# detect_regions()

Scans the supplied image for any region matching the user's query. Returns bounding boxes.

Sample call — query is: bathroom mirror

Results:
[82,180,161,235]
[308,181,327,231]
* * *
◆ Assigned task
The lines to copy run from the one containing "Scans the supplied" through the last line above. Copy them exactly and include nothing else.

◆ Answer area
Scans the supplied image for any region matching the user's query. Returns bounding boxes.

Sample call — query is: bathroom mirror

Results:
[82,180,161,235]
[308,181,327,231]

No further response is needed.